== TRY IT ==
For this exercise, please find the lines in the entries that include the word "orange" and copy them.
"""
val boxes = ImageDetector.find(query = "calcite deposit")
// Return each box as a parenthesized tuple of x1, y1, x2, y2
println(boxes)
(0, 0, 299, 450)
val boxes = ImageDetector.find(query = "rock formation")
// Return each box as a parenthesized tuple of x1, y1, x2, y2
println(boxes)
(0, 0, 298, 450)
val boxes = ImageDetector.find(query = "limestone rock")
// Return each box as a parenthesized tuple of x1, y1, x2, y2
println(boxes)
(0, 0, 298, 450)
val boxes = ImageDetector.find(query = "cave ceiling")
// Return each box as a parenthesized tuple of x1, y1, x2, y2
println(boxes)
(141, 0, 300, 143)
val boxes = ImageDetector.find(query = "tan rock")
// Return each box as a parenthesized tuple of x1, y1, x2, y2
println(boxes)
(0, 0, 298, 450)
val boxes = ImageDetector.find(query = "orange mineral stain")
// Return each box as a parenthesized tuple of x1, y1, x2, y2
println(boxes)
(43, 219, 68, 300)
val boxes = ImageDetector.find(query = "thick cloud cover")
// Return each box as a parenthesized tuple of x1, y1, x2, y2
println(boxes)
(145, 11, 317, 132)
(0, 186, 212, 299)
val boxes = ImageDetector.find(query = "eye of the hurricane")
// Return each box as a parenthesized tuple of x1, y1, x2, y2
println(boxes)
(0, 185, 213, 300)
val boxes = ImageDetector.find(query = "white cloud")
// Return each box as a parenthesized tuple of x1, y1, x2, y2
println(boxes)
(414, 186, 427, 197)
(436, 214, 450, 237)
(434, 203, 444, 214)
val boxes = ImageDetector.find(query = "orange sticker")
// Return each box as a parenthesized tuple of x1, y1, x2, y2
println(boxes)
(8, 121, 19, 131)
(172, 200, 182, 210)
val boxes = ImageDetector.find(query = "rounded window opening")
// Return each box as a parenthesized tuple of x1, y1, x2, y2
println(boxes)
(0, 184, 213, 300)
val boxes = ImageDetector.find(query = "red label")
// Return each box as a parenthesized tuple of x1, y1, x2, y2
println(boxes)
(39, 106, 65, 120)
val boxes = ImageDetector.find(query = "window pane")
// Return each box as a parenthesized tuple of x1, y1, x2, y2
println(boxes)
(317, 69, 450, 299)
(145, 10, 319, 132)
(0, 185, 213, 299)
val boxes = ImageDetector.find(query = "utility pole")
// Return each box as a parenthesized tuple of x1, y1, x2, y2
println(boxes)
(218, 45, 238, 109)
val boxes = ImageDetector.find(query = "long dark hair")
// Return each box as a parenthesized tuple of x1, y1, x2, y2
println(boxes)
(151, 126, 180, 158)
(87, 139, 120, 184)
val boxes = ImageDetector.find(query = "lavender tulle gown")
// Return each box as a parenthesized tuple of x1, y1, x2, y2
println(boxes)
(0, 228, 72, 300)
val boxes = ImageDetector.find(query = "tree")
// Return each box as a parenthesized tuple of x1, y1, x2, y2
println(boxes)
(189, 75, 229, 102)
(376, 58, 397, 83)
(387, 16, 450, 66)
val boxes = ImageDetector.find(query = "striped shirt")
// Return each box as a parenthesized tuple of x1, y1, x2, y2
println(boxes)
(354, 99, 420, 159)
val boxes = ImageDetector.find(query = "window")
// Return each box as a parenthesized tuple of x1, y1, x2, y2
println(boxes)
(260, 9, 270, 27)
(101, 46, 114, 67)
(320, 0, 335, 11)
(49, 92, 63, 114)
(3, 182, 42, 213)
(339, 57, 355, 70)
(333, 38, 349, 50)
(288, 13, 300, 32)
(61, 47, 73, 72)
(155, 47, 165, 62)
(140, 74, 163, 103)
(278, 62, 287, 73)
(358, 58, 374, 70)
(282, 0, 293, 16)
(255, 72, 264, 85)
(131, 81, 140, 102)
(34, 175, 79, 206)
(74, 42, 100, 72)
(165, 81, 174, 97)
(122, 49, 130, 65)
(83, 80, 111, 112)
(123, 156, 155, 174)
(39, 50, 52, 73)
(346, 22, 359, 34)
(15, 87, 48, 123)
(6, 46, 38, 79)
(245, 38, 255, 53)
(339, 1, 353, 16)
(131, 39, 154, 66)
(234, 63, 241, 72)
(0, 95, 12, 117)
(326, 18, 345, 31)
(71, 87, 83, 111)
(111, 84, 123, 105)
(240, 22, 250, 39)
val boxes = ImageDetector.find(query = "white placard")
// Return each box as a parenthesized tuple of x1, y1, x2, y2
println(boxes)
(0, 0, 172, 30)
"""
== WRITTEN RESPONSE ==
val boxes = ImageDetector.find(query = "orange mineral stain")
val boxes = ImageDetector.find(query = "orange sticker")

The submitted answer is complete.